▶ **Testo da leggere**
==========

Spesso alla parrocchia è stato associato un certo sentimento campanilistico per il quale ciascuno era interessato solo all’ambito di vita e di attività della propria comunità di appartenenza, disinteressandosi per lo più a quanto si viveva nelle altre parrocchie. Purtroppo certi eventi vissuti in comune (veglie di preghiera, incontri interparrocchiali…) lasciano il tempo che trovano se non diventano espressione di un camminare insieme più intenso e già avviato. Questi eventi sono importanti, certo, ma sono ancora troppo ‘eventi’. Non sono cioè inseriti in un cammino fatto insieme già condiviso.
Il frutto dello Spirito più importante è quello di aver scardinato le nostre sicurezze e convinzioni e averci predisposto all’ascolto, generando una nuova simpatia tra i partecipanti al dialogo.
Ha rafforzato la consapevolezza di appartenere ad un’unica comunità, che va oltre i gruppi ecclesiali, culturali, civili e che pur con le diverse sensibilità e competenze, può affrontare assieme le tante sfide.
Quindi, il sentirsi parte di una comunità credente più ampia permette di allargare gli orizzonti della propria fede ma anche della partecipazione alla vita della propria città. Il fedele, formato all’ecclesialità/cattolicità nel suo senso più vero, si forma anche al senso di cittadinanza. I cristiani così si sentono abitanti sia della chiesa che della città, membri di una grande famiglia che non è confinata entro le mura della propria parrocchia di appartenenza (sempre importante perché favorisce l’incontro personale diretto con il Signore e con i fratelli) ma che si apre all’accoglienza delle esperienze di tutti.
Un ultimo importante frutto dello Spirito è la maturazione di un sano sguardo di discernimento: ascoltando, raccogliendo vissuti, registrando pensieri, confrontando esperienze, si riesce a capire meglio Dio e cosa Egli chiede a ciascuno di noi.
Aspetto evidenziato e scaturito da questa domanda: “Come potrà il popolo di Dio maturare tale dimensione sinodale, se le sue guide, sacerdoti e vescovi, spesso si muovono in tutt’altra direzione e verso altri modelli di Chiesa?”
Molto significativo è stato l’ottimismo che ha animato gli incontri, infatti i fedeli laici sono molto entusiasti e desiderosi di collaborare, almeno nella dichiarazione di intenti.
CONCLUSIONI
La comunione vera implica apertura al carisma dell’altro e alla condivisione fra le comunità e le varie realtà presenti al loro interno, che rischiano di chiudersi nella propria autoreferenzialità. Grazie allo Spirito Santo è emerso chiaramente che comunità ben organizzate ma chiuse in sé stesse alimentano solo convinzioni, attività e scelte personali.
È emerso che ciò che conta realmente è maturare una vera mentalità sinodale; comprendere che davvero «la Chiesa è costitutivamente sinodale», cioè Popolo di Dio che cammina insieme a tutti: una Chiesa “tra la gente, con la gente” e prima di ogni altra cosa che ascolta e si fa prossima, integrata (non divisa per settori), integrale (nessuno escluso), inclusiva (nessuno ai margini).

==========

▶ **Raccolta di dati**
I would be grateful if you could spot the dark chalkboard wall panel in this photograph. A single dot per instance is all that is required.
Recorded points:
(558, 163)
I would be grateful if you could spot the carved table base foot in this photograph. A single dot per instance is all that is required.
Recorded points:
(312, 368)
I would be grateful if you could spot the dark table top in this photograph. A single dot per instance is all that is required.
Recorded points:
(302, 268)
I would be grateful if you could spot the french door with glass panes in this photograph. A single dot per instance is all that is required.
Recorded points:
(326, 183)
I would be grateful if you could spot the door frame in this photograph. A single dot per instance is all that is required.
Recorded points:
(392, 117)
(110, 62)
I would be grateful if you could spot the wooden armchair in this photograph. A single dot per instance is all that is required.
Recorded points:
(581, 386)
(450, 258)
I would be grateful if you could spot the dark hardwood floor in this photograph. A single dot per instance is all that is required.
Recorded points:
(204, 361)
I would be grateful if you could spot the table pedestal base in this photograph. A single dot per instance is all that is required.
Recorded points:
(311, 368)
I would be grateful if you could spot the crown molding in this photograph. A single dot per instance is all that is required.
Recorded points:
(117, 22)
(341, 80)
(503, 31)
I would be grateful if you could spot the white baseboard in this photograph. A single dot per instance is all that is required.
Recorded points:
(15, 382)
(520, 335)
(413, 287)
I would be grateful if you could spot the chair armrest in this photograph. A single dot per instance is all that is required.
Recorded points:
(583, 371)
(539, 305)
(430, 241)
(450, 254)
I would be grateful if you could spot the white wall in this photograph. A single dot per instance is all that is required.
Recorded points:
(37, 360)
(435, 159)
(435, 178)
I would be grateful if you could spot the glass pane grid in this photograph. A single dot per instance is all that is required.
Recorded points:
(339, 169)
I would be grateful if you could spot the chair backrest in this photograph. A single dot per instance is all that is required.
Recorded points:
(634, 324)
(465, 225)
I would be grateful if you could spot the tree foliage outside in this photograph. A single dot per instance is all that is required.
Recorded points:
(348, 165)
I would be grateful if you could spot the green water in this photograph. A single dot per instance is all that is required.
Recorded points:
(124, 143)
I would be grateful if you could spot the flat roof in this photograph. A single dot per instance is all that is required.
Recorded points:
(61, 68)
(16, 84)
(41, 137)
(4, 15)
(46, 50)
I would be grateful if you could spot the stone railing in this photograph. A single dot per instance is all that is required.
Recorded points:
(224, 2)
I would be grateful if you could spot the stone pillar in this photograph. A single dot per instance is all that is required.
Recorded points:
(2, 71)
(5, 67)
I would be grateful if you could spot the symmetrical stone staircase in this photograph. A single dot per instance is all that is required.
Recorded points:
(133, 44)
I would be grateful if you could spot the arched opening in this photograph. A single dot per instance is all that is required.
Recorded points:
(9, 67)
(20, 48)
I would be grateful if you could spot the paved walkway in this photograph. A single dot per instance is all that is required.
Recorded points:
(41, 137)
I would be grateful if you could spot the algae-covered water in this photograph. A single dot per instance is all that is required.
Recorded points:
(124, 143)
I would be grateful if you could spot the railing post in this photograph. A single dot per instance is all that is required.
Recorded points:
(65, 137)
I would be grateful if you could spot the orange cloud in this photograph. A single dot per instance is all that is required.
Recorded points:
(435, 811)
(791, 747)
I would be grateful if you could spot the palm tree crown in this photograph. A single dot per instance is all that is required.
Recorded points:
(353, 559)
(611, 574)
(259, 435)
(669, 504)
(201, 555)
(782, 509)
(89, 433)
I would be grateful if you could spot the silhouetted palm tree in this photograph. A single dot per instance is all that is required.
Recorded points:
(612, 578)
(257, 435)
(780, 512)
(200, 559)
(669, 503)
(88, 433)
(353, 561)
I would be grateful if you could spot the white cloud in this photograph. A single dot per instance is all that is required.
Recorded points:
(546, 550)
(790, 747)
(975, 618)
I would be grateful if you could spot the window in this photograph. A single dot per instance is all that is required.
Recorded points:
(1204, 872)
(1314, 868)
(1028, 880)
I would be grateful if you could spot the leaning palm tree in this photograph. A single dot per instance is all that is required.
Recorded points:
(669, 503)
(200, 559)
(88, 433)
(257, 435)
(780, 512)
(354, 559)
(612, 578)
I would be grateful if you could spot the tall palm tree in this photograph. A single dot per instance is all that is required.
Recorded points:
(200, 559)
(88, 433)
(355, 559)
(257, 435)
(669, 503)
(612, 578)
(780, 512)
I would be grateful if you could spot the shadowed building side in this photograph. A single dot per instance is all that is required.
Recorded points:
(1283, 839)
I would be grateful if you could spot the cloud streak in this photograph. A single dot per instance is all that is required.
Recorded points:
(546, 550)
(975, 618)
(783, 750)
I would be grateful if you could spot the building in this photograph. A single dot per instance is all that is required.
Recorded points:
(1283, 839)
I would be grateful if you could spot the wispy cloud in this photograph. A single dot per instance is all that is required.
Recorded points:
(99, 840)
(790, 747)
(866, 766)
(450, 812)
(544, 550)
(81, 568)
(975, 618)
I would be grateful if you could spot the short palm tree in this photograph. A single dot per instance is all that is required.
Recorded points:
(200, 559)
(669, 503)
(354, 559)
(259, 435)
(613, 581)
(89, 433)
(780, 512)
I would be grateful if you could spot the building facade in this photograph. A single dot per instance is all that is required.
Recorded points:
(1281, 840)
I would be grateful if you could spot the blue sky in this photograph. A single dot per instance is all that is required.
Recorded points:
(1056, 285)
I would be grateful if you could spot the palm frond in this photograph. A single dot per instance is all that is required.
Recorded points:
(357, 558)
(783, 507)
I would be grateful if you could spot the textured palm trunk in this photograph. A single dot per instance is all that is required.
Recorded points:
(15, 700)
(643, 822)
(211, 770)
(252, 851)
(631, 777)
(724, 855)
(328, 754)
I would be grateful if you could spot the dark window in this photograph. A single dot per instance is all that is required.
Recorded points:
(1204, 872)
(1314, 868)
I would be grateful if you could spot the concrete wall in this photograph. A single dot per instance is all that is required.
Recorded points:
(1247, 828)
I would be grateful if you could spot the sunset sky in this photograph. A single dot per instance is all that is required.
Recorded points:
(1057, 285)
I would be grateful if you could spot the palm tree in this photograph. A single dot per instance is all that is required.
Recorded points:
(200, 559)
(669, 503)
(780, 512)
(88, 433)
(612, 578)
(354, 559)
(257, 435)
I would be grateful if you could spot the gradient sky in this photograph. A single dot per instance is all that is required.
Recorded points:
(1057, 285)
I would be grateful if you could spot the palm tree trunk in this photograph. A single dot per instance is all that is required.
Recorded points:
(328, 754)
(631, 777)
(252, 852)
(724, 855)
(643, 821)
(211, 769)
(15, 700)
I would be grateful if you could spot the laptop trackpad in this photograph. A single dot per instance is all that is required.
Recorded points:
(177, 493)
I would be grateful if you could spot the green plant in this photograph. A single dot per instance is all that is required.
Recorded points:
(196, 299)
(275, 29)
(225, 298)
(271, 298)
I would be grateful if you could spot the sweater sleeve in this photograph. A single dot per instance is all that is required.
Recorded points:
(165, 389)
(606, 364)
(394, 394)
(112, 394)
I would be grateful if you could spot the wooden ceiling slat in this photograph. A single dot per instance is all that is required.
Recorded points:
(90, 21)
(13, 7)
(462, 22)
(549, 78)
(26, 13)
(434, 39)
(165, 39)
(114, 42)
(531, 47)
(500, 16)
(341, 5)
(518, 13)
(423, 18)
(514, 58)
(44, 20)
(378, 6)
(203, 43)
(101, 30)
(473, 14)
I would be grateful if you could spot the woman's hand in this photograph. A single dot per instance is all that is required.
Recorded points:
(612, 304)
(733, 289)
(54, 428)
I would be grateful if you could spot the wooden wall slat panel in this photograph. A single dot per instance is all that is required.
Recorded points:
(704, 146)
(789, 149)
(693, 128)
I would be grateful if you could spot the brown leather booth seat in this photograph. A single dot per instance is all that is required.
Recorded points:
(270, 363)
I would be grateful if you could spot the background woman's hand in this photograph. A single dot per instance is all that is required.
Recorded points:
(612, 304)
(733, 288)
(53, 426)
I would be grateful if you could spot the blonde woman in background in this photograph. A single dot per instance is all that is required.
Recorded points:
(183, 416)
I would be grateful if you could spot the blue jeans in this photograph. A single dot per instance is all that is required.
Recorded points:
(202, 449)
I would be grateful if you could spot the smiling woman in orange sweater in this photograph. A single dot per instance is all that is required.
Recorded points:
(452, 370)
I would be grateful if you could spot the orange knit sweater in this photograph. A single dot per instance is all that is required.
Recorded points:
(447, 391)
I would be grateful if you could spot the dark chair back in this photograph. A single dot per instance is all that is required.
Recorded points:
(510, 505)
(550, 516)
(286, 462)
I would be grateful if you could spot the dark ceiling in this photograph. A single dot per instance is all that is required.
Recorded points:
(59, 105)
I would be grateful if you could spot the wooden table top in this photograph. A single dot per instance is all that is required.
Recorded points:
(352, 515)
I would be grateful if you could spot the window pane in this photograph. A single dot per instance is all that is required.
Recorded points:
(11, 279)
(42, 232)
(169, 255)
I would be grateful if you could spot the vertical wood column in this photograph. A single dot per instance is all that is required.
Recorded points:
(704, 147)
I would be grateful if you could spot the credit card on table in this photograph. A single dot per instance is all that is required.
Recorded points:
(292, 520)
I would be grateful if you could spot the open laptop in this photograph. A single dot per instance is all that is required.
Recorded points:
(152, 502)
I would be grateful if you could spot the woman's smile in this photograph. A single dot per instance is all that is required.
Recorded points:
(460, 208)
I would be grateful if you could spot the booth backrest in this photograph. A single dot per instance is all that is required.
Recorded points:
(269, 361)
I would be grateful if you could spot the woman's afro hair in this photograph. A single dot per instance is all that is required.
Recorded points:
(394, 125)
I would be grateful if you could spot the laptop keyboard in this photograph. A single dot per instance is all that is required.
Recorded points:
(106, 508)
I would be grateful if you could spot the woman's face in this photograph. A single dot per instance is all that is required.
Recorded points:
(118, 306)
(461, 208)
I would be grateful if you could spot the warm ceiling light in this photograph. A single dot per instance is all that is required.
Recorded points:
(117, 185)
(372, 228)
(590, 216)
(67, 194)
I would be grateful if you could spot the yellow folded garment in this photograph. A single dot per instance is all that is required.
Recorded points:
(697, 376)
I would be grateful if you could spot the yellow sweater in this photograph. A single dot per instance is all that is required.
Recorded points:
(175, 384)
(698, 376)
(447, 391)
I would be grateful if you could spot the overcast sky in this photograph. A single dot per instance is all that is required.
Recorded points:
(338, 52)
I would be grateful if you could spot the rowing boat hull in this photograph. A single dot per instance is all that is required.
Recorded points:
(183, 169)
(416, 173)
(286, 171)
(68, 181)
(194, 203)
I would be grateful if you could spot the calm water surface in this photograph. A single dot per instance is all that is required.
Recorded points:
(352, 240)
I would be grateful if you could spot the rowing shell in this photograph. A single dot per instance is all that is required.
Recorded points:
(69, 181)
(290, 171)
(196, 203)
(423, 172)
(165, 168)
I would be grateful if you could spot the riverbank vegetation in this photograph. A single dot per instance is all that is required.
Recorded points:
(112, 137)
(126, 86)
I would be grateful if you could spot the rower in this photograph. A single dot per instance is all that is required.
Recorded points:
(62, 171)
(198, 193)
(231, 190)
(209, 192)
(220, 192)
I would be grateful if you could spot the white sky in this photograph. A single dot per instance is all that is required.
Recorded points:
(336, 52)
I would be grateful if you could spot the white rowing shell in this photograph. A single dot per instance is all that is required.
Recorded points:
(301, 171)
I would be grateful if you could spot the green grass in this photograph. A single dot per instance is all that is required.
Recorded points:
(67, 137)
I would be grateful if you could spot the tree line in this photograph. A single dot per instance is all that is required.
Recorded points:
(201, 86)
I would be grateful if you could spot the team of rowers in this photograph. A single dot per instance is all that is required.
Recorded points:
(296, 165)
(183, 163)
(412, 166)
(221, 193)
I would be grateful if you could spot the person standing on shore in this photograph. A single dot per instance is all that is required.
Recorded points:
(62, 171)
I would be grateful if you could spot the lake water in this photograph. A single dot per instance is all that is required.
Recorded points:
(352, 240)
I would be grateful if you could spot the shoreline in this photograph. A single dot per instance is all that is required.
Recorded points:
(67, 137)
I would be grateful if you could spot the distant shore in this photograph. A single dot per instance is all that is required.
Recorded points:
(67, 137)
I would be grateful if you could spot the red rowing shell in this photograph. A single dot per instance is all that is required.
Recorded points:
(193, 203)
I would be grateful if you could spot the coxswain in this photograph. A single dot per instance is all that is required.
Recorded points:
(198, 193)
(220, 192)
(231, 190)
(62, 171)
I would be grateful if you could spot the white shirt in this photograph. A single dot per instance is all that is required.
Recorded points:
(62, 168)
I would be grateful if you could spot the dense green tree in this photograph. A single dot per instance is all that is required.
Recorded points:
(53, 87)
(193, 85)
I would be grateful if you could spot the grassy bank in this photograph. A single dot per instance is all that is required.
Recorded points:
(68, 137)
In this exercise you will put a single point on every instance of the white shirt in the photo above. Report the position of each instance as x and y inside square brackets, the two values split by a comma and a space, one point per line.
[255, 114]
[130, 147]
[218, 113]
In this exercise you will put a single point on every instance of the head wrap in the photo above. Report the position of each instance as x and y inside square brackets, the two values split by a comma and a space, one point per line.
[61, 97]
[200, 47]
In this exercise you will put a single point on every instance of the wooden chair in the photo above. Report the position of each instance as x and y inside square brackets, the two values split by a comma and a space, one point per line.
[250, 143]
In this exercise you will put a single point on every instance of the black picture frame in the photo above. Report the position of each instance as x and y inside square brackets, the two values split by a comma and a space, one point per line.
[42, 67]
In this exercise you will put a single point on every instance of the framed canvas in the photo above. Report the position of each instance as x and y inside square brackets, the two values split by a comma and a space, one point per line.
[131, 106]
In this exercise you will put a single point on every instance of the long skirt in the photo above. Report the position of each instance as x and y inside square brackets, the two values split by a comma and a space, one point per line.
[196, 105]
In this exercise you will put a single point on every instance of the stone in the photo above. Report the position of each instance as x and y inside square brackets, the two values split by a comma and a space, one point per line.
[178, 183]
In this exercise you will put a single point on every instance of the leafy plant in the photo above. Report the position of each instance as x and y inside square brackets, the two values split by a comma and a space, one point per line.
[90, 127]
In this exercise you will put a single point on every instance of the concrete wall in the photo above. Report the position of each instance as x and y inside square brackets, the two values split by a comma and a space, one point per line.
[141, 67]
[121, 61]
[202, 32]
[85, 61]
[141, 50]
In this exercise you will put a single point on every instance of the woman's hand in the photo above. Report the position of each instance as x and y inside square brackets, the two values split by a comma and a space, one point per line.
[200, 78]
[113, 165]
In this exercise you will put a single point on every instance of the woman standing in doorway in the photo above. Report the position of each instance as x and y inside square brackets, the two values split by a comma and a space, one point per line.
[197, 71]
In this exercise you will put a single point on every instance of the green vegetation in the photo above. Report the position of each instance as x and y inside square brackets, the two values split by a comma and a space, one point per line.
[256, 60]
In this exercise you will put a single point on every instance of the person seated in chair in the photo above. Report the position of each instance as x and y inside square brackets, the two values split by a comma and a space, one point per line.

==========

▶ **Compiti da svolgere**
(a) Nel testo sulla Chiesa sinodale, quale frutto dello Spirito viene indicato come il più importante?
(b) Riprendi il testo sulla Chiesa sinodale dal punto in cui si ferma e proseguilo.
Le righe sono materiale a sé, distinto dal testo sulla Chiesa sinodale.

▶ **Risultati finali**
(a) Aver scardinato le nostre sicurezze e convinzioni e averci predisposto all'ascolto, generando una nuova simpatia tra i partecipanti al dialogo.

(b)
Si desidera una comunità capace di interrogarsi sulla strada da percorrere e di scorgere nel presente quei segni di «unità nella diversità» e di «diversità nell’unità» da cui muovere i primi passi, infatti la natura sinodale della Chiesa non può che spingere a realizzare sempre più quel mistero di comunione che è l’essenza della Chiesa stessa, mistero in cui l’unità non scade nell’uniformità ma gode della diversità e in cui la diversità non si trasforma in autoreferenzialità ma si conferma nell’unità.
Occorre perciò guardare oltre il proprio orticello, uscire dall’autoreferenzialità, dalla difficoltà di aprirsi, capire che i confini non sono barriere, ma ponti.
Occorre un rinnovamento che ci renda più concreti nell’annuncio e nella testimonianza del Vangelo per meglio rispondere alle sfide del nostro tempo e metterci con più efficacia al servizio degli uomini e delle donne del nostro ambiente. Urge dunque ripensare la realtà della Chiesa locale, mettendo in discussione prassi e tradizioni ormai stereotipate, per pensare ad un rinnovamento in grado di attuare una comunione più profonda. Il Cammino sinodale deve diventare occasione propizia per una conversione personale e comunitaria, dobbiamo educarci a camminare insieme: laici, sacerdoti e religiosi.
La Chiesa locale deve sostenere gli organi di partecipazione e di corresponsabilità a tutti i livelli. Inoltre, deve sostenere sempre più uno stile sinodale a partire dagli uffici pastorali, stimolando le comunità ecclesiali locali a consultare continuamente tutto il popolo di Dio, a prescindere dal grado di partecipazione alle attività comunitarie. Il discernimento che porta alle scelte finali e definitive deve essere visibilmente il frutto di un processo sinodale, senza temere i tempi lunghi e le strategie più articolate necessari per garantire la partecipazione più larga possibile.
Infine, la Chiesa locale in ogni suo componente deve e vuole partecipare con umiltà e generosità ad iniziative e processi socio-culturali promossi e/o gestiti da altri. Le ultima linee pastorali del vescovo individuano un cammino comune chiaro e verificabile, con scelte concrete delle comunità e dei singoli fedeli.
Crescere nella sinodalità ad intra: scambiarsi opinioni, non far calare dall’alto iniziative già decise in precedenza ma favorire il confronto allargato su di esse (magari promuovendo il dialogo nei consigli pastorali), pratica della pazienza nel gestire situazioni conflittuali, capacità di ascolto umile delle vicende e dei pensieri altrui, accantonamento della volontà di dare per forza (o immediatamente) risposte alle domande che vengono poste.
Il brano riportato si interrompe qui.